▶ Texte étudié
Pour son garçon et lui, il est impératif de suivre les recommandations du médecin quant à la prise en charge des atteintes vasculaires (hypertension, cholestérol, diabète). Lorsque mal contrôlées, ces dernières contribuent à augmenter significativement le risque de DMLA humide.

Rappelons que la dégénérescence maculaire est d’abord et avant tout une atteinte vasculaire : les vaisseaux sanguins n’arrivent plus à bien nourrir les cellules de la rétine et n’évacuent plus efficacement leurs déchets métaboliques. Par conséquent, les cellules meurent. Cette apoptose génère un appel de nouveaux vaisseaux sanguins qui sont fragiles et qui, en se rompant, inondent la rétine de fluide.

Finalement, le père et le fils devront se protéger des rayons nocifs du soleil que ce soit sous forme de filtre transparent (UV400) dans leurs lunettes de correction habituelle ou en lunettes solaires de qualité, à porter à l’extérieur. Leurs professionnels de la vue sauront bien les conseiller à cet égard.

Le moral de Jacques n’est pas au beau fixe, mais je lui ai donné un peu d’espoir en des jours meilleurs. Il sait qu’il pourra compter sur une équipe de professionnels pour l’entourer et qu’il n’est plus seul dans son aventure. Il y a de l’espoir. Et l’espoir est la première condition qui nous permet de surmonter les impacts de n’importe quelle maladie.

▶ Données à examiner

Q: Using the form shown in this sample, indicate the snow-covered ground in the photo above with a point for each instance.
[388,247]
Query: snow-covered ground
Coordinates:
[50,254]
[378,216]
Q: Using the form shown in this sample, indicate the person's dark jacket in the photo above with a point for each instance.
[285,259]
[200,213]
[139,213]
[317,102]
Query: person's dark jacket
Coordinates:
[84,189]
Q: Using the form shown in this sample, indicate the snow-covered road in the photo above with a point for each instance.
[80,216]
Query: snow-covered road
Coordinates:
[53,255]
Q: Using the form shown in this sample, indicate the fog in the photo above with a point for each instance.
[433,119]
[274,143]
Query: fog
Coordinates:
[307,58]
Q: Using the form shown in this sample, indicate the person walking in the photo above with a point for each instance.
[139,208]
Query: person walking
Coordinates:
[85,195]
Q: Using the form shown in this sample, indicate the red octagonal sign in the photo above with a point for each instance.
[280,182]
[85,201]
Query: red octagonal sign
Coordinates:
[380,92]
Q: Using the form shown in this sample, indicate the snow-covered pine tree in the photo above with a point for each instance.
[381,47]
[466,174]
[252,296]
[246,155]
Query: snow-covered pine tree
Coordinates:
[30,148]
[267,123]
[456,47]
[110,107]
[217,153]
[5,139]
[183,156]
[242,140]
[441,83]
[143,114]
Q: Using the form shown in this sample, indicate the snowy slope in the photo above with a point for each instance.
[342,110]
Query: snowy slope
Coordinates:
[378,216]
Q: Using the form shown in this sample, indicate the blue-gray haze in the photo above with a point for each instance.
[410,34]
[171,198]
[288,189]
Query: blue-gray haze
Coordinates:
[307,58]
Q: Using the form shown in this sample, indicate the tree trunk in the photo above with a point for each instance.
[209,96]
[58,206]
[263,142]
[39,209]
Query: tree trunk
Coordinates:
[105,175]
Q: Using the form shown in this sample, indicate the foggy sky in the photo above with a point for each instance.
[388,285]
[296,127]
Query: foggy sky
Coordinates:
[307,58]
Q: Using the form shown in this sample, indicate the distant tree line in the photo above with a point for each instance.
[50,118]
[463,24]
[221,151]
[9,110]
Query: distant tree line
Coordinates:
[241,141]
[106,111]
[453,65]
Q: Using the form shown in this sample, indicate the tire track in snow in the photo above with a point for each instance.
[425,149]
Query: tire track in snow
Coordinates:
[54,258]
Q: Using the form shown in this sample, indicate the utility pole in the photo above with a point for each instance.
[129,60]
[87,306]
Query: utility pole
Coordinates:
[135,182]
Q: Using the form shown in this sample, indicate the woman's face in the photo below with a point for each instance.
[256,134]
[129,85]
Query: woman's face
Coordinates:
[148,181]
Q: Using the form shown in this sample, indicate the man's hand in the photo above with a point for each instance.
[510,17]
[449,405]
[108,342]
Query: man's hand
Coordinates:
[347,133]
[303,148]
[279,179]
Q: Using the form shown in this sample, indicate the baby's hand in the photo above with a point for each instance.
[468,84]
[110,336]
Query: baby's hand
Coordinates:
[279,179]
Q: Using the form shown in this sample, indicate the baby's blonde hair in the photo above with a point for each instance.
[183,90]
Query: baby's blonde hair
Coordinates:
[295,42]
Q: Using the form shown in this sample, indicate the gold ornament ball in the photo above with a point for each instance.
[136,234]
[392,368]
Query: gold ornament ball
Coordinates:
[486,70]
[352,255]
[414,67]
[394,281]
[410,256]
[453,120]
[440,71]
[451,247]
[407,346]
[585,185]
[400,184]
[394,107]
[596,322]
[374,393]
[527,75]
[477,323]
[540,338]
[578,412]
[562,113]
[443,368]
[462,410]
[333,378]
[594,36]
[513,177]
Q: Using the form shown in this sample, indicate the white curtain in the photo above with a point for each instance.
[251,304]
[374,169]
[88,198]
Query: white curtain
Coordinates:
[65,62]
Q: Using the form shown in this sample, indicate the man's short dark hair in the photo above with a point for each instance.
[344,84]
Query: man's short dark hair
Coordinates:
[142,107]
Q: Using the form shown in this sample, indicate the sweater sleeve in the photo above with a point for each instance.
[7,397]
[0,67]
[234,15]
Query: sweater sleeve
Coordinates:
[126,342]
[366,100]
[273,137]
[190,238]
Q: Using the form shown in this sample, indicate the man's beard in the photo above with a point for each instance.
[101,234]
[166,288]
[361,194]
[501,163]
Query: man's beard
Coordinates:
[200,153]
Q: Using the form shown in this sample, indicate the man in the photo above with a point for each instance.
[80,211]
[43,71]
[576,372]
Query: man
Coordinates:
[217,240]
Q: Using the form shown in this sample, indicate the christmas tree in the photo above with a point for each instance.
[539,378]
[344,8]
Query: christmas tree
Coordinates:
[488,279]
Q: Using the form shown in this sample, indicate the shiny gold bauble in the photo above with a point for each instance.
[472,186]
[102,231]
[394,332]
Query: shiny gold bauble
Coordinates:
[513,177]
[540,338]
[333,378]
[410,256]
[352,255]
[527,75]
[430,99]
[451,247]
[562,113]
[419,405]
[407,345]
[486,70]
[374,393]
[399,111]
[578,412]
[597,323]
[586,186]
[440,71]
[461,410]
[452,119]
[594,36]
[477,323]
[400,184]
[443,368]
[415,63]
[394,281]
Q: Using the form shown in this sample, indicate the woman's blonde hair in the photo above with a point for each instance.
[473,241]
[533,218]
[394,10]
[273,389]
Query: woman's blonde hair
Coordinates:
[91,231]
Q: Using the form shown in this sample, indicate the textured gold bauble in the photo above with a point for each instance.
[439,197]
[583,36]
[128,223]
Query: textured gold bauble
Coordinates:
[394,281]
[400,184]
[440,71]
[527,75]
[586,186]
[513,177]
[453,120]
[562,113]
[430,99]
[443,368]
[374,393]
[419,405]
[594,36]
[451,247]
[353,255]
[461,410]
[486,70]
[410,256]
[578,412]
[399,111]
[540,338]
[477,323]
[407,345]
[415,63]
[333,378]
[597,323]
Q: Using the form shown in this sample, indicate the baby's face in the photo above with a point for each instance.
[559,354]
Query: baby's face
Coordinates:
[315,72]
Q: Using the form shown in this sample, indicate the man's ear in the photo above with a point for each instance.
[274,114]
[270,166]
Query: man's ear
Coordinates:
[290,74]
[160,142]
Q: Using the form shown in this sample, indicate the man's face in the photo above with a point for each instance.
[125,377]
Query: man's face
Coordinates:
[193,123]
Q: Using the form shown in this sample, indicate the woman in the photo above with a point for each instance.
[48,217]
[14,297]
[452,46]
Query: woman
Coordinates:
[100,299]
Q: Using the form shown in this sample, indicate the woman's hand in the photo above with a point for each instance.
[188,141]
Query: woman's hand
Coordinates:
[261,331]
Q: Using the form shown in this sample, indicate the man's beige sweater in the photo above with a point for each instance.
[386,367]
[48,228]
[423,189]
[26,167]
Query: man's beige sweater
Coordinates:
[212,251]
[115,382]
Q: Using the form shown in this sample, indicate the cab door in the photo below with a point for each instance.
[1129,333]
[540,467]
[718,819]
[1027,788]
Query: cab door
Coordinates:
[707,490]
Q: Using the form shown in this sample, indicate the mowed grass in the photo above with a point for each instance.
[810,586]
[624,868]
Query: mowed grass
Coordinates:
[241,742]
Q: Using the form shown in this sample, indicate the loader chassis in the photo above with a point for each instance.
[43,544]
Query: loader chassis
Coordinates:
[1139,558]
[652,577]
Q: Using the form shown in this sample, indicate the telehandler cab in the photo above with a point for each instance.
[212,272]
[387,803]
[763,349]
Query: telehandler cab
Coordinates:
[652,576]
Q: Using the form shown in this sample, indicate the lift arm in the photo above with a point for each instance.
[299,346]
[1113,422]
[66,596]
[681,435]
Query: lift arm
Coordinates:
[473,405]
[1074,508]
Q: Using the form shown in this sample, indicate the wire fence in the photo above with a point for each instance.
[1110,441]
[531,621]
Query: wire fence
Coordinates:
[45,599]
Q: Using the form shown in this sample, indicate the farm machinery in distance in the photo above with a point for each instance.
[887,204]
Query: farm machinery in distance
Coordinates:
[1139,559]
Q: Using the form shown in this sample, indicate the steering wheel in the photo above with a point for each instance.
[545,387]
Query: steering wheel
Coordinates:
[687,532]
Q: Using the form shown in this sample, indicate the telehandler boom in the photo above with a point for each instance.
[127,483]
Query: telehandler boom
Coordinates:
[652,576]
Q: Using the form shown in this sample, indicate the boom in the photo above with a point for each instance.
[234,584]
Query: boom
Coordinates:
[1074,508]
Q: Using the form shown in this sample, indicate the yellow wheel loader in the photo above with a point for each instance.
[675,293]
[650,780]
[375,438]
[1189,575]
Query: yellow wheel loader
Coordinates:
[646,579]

▶ But visé
Indiquez si chacun des énoncés suivants concorde avec le texte sur la dégénérescence maculaire. Répondez par oui ou par non et citez exactement les mots du texte qui le justifient.
1. Les nouveaux vaisseaux sanguins qui apparaissent après la mort des cellules sont fragiles.
2. Les lunettes solaires de qualité sont destinées à être portées à l'intérieur.
3. Le moral de Jacques est au beau fixe.

▶ Corrigé
1. Oui : « un appel de nouveaux vaisseaux sanguins qui sont fragiles »
2. Non : « en lunettes solaires de qualité, à porter à l’extérieur »
3. Non : « Le moral de Jacques n’est pas au beau fixe »